● Goal
Report the number of lines in the records below that contain the word "terraced". Give only the number.

Entries for pointing to labeled objects:
==========
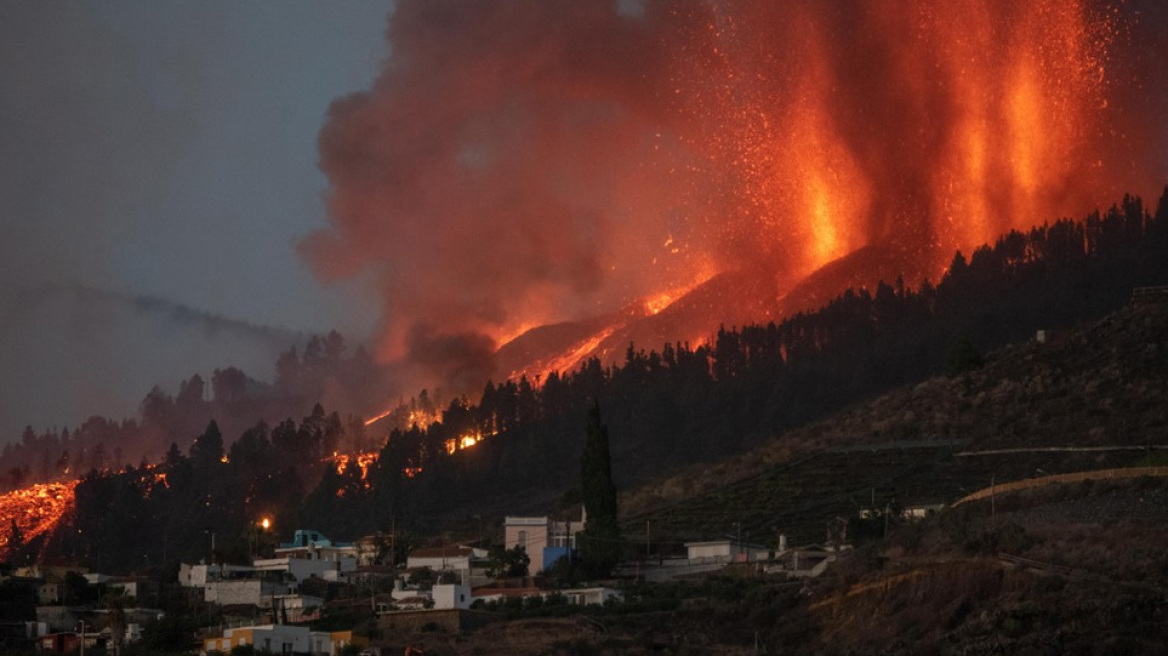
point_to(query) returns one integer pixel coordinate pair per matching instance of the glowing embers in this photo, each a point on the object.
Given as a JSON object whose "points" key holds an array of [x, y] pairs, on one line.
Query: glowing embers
{"points": [[362, 460], [376, 418], [34, 510], [465, 440], [404, 417]]}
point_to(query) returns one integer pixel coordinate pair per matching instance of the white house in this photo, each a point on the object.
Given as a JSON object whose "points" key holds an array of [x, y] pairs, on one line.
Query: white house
{"points": [[544, 539], [279, 639], [451, 595], [591, 595], [453, 558], [725, 551]]}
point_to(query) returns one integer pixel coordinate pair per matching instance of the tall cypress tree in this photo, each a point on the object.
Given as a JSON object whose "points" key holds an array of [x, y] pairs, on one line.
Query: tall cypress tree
{"points": [[600, 544]]}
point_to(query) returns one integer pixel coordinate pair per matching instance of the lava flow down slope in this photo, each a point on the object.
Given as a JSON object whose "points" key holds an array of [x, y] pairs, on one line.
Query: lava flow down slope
{"points": [[561, 178]]}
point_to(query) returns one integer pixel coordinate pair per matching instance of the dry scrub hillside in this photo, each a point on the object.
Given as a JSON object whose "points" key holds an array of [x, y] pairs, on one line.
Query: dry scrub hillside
{"points": [[1100, 384]]}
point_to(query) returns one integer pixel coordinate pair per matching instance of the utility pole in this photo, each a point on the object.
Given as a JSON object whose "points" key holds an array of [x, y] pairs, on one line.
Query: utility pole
{"points": [[993, 507]]}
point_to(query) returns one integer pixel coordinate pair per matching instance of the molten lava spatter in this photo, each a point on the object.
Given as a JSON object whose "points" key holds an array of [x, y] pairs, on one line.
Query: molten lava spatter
{"points": [[522, 166]]}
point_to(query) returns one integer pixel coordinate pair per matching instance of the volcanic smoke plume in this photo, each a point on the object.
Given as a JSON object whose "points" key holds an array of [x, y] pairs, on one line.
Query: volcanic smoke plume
{"points": [[525, 162]]}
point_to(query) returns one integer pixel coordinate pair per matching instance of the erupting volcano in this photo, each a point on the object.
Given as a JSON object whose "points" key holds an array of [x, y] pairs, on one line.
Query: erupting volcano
{"points": [[561, 178]]}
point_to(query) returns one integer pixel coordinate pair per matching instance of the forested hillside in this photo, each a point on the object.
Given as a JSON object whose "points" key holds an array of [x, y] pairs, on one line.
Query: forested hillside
{"points": [[665, 409]]}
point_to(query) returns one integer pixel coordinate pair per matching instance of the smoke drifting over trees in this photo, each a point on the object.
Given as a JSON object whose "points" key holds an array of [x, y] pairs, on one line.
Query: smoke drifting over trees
{"points": [[519, 164]]}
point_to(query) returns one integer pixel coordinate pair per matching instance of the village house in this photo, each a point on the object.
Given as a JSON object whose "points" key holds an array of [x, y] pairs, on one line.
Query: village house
{"points": [[725, 551], [544, 539], [278, 639], [452, 558]]}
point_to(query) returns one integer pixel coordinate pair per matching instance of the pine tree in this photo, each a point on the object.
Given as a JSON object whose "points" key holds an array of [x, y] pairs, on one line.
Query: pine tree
{"points": [[600, 544]]}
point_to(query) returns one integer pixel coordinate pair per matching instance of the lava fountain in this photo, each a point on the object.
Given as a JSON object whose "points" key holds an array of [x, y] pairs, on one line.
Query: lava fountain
{"points": [[525, 162]]}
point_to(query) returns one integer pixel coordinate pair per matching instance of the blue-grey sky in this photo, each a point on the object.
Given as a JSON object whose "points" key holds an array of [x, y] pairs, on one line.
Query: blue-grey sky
{"points": [[164, 149]]}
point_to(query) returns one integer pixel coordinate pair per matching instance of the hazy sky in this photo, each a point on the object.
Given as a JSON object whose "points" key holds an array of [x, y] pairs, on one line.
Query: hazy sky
{"points": [[164, 149]]}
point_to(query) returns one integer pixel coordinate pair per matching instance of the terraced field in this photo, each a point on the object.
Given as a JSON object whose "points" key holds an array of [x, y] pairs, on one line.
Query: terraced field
{"points": [[800, 497]]}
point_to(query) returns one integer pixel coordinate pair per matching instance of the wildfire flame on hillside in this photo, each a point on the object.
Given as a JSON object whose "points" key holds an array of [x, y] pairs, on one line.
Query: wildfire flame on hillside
{"points": [[34, 510], [521, 164]]}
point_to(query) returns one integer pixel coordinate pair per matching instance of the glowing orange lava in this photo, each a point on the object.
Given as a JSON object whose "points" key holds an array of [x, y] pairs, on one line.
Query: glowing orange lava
{"points": [[35, 510]]}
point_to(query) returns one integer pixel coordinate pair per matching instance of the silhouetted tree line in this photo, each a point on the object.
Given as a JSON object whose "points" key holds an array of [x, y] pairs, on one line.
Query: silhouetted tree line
{"points": [[210, 495], [688, 404], [664, 409], [231, 398]]}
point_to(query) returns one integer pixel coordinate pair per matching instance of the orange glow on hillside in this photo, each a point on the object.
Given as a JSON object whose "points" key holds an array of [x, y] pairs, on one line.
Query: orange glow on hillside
{"points": [[362, 460], [36, 510], [466, 440]]}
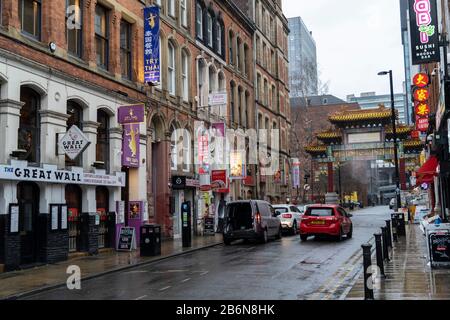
==========
● Response to this task
2